Exercise – All that should be output is the block of lines below from the line with "x=157, y=54" to the line with "x=264, y=201", both included, exactly as written.

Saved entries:
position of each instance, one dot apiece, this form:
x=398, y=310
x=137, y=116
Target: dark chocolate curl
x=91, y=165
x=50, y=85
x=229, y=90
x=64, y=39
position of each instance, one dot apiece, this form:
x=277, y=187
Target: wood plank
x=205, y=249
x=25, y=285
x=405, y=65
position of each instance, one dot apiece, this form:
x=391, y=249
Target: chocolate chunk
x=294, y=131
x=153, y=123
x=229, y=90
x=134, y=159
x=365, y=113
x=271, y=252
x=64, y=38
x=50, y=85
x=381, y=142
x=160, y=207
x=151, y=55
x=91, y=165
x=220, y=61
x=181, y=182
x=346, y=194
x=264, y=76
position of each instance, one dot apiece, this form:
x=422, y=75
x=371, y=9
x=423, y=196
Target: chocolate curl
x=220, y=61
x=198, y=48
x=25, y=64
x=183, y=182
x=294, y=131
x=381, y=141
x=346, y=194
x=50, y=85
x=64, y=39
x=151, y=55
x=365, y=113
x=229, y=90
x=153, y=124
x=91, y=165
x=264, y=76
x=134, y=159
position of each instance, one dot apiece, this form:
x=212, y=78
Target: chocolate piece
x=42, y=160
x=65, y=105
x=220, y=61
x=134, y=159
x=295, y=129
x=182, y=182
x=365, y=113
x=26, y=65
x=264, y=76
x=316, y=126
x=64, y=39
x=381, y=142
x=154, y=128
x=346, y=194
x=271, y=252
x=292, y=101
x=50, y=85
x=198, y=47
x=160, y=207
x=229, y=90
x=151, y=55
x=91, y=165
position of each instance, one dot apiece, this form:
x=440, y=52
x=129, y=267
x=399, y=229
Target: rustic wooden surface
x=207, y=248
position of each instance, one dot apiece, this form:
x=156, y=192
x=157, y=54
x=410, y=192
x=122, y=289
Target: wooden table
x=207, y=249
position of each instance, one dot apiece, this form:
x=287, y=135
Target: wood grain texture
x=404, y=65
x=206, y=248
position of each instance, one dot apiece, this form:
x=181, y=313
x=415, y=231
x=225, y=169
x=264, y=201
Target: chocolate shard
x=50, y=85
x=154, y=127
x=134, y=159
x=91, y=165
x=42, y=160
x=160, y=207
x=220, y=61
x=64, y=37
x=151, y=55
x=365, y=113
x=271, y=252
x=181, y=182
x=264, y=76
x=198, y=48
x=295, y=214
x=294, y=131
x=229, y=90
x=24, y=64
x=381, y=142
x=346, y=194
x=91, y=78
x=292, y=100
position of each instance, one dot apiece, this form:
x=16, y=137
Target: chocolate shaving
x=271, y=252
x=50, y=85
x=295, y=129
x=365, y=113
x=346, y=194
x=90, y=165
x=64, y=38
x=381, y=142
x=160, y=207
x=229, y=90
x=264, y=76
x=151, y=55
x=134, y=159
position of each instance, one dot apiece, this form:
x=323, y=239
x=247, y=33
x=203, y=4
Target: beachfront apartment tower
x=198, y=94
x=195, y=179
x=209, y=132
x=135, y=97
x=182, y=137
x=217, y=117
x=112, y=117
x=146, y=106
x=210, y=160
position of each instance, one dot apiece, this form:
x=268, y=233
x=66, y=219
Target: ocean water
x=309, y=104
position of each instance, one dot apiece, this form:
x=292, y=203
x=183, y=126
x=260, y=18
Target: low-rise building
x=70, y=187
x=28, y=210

--

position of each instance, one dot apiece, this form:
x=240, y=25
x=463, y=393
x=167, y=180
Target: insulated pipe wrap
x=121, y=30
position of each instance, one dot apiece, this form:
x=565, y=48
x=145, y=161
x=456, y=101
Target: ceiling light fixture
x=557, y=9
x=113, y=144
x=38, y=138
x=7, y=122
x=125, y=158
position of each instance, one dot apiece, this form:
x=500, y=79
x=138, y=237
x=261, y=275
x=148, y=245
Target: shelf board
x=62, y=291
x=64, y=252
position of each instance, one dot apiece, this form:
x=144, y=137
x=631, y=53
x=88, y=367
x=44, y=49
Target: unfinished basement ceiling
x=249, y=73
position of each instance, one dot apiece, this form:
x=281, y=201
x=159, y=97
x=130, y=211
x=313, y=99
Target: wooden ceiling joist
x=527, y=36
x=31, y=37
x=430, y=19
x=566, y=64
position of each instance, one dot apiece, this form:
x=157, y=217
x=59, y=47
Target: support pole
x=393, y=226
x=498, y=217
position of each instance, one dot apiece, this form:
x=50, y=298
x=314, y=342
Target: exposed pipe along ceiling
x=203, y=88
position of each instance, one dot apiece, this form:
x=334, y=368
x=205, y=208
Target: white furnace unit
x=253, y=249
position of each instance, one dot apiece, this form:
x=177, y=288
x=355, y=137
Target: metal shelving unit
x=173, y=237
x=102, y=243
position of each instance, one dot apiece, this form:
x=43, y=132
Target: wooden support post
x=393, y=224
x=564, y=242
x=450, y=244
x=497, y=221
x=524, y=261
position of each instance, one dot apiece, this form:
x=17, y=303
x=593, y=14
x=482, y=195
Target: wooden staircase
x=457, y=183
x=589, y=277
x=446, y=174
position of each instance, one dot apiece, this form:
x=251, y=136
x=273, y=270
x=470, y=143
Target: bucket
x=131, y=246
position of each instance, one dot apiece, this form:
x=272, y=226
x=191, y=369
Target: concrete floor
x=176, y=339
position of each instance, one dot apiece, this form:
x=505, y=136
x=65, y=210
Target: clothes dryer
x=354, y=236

* * *

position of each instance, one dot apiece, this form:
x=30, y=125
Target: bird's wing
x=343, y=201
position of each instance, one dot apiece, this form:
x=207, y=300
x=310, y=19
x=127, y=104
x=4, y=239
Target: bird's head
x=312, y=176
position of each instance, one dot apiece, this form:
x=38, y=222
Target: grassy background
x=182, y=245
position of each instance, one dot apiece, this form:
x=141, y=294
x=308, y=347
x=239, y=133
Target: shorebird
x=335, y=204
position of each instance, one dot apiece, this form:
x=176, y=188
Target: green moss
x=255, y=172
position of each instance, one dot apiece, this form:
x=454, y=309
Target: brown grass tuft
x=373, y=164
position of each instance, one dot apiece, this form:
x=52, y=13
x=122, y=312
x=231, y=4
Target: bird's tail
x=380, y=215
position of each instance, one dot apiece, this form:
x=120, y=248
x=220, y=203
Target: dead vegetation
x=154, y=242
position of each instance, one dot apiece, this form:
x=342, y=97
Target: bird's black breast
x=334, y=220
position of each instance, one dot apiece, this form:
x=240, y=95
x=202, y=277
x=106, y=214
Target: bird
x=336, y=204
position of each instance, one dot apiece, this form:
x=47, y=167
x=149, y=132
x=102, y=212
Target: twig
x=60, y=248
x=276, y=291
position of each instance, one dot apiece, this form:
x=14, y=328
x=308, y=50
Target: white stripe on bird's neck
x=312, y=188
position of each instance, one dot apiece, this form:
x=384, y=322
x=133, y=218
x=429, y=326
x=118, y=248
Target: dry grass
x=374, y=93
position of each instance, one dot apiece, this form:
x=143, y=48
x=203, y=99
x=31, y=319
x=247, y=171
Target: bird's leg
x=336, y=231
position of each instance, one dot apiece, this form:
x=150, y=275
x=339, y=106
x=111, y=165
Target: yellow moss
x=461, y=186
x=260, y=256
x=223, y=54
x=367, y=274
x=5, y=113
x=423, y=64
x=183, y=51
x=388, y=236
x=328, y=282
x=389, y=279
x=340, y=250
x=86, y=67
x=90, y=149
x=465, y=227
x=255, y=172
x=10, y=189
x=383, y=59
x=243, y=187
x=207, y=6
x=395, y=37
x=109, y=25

Expected answer –
x=157, y=54
x=410, y=192
x=122, y=289
Target: wooden table
x=207, y=249
position of each instance, one dot apiece, this form:
x=287, y=135
Target: wood grain texture
x=404, y=65
x=206, y=248
position of each instance, one dot apiece, this form:
x=181, y=313
x=415, y=231
x=225, y=169
x=264, y=201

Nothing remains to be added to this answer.